■ **Source passage**:
- - -

Windows 11 ~ I think I may have this problem as I often get a notification that it needs to connect etc.

I use it as a virtual encrypted drive and have to often re-mount the drive.

However as I use hibernate nearly all the time I thought it may be down to that ???

@Danny_Goff, your theory about the Framework running out of lanes comes off as sound to me.

To my knowledge, PCIe lanes are not dynamically allocated at runtime…it’s not like you can unallocate a lane from a port. So, that doesn’t explain the ‘disconnect’ / dropout.

Got referred here from a thread I made- I seem to be having the same issues.

OS: Arch Linux
Card: 250gb Expansion Card

Admittedly, I don’t have any ‘USB Disconnect’ messages in any of my old dmesg logs, but the behavior everyone is describing is more/less identical to what I see. At random, my FS drops into read-only mode for seemingly no reason. It can be minutes after boot, it could never happen in a boot cycle, it could be a few hours in.

It does seem to be associated vaguely with file writes. I say vaguely because I swear it’s been ‘triggered’ by ctrl-clicking a link in chrome to open a new tab, and I’m not sure how write-heavy that is. It’s also died on a package install once, but that one was a ~7meg install, and not long after a solid 2-3gb install just prior, within the same boot cycle.

Would love to say my issue was resolved completely but it’s reared its ugly head again. Issue seems more apparent since I’m trying to use WSL on the 1tb expansion card and my distros keep getting corrupted due to the disconnects.

Windows 11 22h2
1tb Expansion card

Would love ANY insight into why this is happening in the first place.
Thanks!

- - -

Collected data entries:
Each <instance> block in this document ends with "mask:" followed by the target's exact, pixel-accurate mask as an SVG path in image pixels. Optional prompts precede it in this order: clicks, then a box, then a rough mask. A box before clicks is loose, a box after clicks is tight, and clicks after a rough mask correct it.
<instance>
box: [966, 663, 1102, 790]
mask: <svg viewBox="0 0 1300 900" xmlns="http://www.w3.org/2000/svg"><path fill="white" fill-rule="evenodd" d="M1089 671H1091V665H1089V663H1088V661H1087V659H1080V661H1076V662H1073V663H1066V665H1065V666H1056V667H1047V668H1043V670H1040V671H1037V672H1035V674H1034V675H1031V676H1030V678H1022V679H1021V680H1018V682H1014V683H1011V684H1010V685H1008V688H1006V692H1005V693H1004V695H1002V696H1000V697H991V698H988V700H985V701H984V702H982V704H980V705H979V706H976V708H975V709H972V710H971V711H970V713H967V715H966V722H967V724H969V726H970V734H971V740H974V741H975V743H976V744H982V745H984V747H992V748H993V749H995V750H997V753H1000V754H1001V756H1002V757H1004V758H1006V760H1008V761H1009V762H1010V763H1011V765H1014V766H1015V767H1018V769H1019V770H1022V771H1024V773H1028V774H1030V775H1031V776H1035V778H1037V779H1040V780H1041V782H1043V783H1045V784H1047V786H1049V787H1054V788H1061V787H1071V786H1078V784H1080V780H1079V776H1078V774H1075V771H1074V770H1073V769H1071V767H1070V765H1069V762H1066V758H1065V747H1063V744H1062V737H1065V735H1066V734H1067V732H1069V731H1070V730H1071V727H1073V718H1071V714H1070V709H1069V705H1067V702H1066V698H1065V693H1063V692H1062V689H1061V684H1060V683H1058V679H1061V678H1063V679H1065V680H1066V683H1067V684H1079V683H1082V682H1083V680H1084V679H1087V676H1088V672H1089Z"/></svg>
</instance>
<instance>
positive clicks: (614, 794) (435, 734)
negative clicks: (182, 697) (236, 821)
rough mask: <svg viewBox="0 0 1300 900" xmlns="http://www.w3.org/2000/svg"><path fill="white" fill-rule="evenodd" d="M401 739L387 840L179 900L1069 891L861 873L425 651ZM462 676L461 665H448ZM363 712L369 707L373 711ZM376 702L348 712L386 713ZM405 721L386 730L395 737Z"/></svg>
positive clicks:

- - -

■ **Study questions**:
A - In the expansion card forum thread, what does the Arch Linux poster's filesystem drop into at random?
B - Do these statements agree with the expansion card forum thread? (i) The poster on Windows 11 22h2 uses a 250gb expansion card. (ii) The Arch Linux poster has found 'USB Disconnect' messages in old dmesg logs. (iii) One poster uses the drive as a virtual encrypted drive.
C - Copy the expansion card forum thread word for word from "However as I" to "few hours in.".

■ **Exercise results**:
A - Read-only mode.

B -
(i) No: "1tb Expansion card"
(ii) No: "I don’t have any ‘USB Disconnect’ messages in any of my old dmesg logs"
(iii) Yes: "I use it as a virtual encrypted drive"

C -
However as I use hibernate nearly all the time I thought it may be down to that ???

@Danny_Goff, your theory about the Framework running out of lanes comes off as sound to me.

To my knowledge, PCIe lanes are not dynamically allocated at runtime…it’s not like you can unallocate a lane from a port. So, that doesn’t explain the ‘disconnect’ / dropout.

Got referred here from a thread I made- I seem to be having the same issues.

OS: Arch Linux
Card: 250gb Expansion Card

Admittedly, I don’t have any ‘USB Disconnect’ messages in any of my old dmesg logs, but the behavior everyone is describing is more/less identical to what I see. At random, my FS drops into read-only mode for seemingly no reason. It can be minutes after boot, it could never happen in a boot cycle, it could be a few hours in.